Work task: An exact copy of every record is the expected answer.

-=-=-

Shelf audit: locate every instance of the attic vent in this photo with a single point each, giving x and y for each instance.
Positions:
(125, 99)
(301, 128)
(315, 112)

-=-=-

Answer to the problem:
Shelf audit: locate every instance of the attic vent in this photo with a single point each, giving x and y for each instance.
Positions:
(125, 99)
(301, 128)
(315, 112)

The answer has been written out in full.